「僕は支持したい」55号王貞治会長と重なる村上宗隆の打撃理論

西日本スポーツ

 58年の月日を経て、ついに日本選手が自らの記録に肩を並べた。1964年にシーズン55本塁打を放ったソフトバンクの王貞治球団会長(82)がヤクルトの村上宗隆(22)を語った。

 -交流戦(のソフトバンク戦)でも目の前で千賀や嘉弥真から本塁打を打った。実際に見て。

 「僕は去年のオリンピックで打った本塁打も見ているしね。体勢をちょっと崩されながらでも本塁打にする。応用力も身についてきているし、彼の中にはバッティングの迷いはないと思う。本塁打はコンスタントに出るものじゃないから。2試合、3試合、4試合出なくても普通にやっていればまた1本2本って出るわけだから。自分自身に自信を持ってやっていけばそれだけでいい。彼の強烈さというのは見る者の胸に飛び込んでくる。彼の本塁打は日本で一番の強烈さを持っているから。これからもファンの人は彼の本塁打を楽しみにグラウンドに来てくれる。テレビで見るんじゃなくて、実物を見たいと思わせる選手。自分でグラウンドに足を運んで、バットを振るところを見たいと思わせる選手になったのが素晴らしい」

 -フライボール革命ではなく王会長のようにたたいてスピンをかける打球。

 「フライボール革命というのは一時の流行だと思いますよ。それはもう、もともと無理があると思う。引力があるわけだから下から上にというのはなかなか、世の中のあれからしたら逆行している。ものは上から下に落ちるわけだから上から下に打ち込んでいけば、ボールは上に上がっていく。特に丸と丸だから。丸と丸が当たって、バットが上にいけばボールは下にいっちゃう。だからたたく感覚でいけばボールは上がると。僕らの時代はそうやってやってきた、そういうこと自体は良かったと思っているし、村上君もそういう思いを持ってやってくれているんだったら彼は彼なりに本塁打を打つコツをそういう形で捉えていると思う」

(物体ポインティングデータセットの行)
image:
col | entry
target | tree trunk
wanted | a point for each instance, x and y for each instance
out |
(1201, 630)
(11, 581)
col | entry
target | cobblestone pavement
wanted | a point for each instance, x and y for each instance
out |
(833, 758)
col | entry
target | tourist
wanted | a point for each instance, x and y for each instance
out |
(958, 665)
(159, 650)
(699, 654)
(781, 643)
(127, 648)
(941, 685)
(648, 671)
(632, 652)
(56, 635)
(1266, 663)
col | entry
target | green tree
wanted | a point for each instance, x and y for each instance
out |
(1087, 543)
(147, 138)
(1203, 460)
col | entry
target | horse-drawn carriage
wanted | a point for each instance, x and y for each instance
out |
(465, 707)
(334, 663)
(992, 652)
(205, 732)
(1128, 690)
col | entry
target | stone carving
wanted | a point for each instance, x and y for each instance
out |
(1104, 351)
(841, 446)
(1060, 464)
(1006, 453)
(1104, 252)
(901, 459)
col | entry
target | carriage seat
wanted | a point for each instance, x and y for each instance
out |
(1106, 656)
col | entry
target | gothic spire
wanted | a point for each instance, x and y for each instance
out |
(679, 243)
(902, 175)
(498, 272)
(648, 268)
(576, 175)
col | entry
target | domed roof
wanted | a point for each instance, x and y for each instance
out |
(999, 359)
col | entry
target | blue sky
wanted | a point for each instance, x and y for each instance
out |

### 作業指示
a – 次の(i)〜(iii)が王会長の談話記事の内容と合っているかを判断してください。それぞれ「はい」か「いいえ」で答え、判断の決め手となる記事中の語句を一字一句そのまま引用してください。
(i) 王会長は、村上選手が前年のオリンピックで打った本塁打も見ている。
(ii) 王会長は、フライボール革命が今後も長く続く打撃の主流になると考えている。
(iii) 王会長は、1964年にシーズン55本塁打を記録した。
b – 王会長の談話記事を、最後の文の次から書き継いでください。

### 出力
a –
(i) はい。「僕は去年のオリンピックで打った本塁打も見ているしね」
(ii) いいえ。「フライボール革命というのは一時の流行だと思いますよ」
(iii) はい。「1964年にシーズン55本塁打を放った」

b –
 -広角にも打てる。

 「新聞の談話で『押し返した』と言っていたけど、やっぱりあの若さでつかんでいるのはすごいこと。どうしてもボールをひっぱたこうと、バットを振ることで打とう打とうとしている人が多いけど、彼はボールとバットの芯を結んで、ボールが来たところにまた押し返していくという感じでいくからね。ボールとバットがついている時間も長いし、ボールもなかなか落ちない。ボールとバットが離れたら打球の出足は早いけどすぐ落ちちゃう。彼のやっていることは僕自身は支持したいね」

 -日本選手で久しぶりに55号に並ぶスラッガーが出てきた。

 「やっぱりこれはすごいですよね。実際に50本以上打つのは大変なこと。1年通してね、はっきり言って春夏秋とシーズンも変わってくるし、その間には体調とか調子とかね。毎日同じというわけにはいかない。ましてや相手はデータ、データで研究してくる。今は分業制だから1試合で同じ投手に4回当たるわけじゃない。4回違うっていう場合もあるだろうし、先発投手は2、3回当たるけど、あとは必ず違う投手で、ましてやその専門家が出てくる。そういう中で本塁打を量産するのは我々の時代よりも難しい時代。そういう中でも打ってるっていうことは、やっぱり彼の技術がいかに今の時代の若い選手たちの中でも図抜けているかということ」

 -三冠王も視野に入る。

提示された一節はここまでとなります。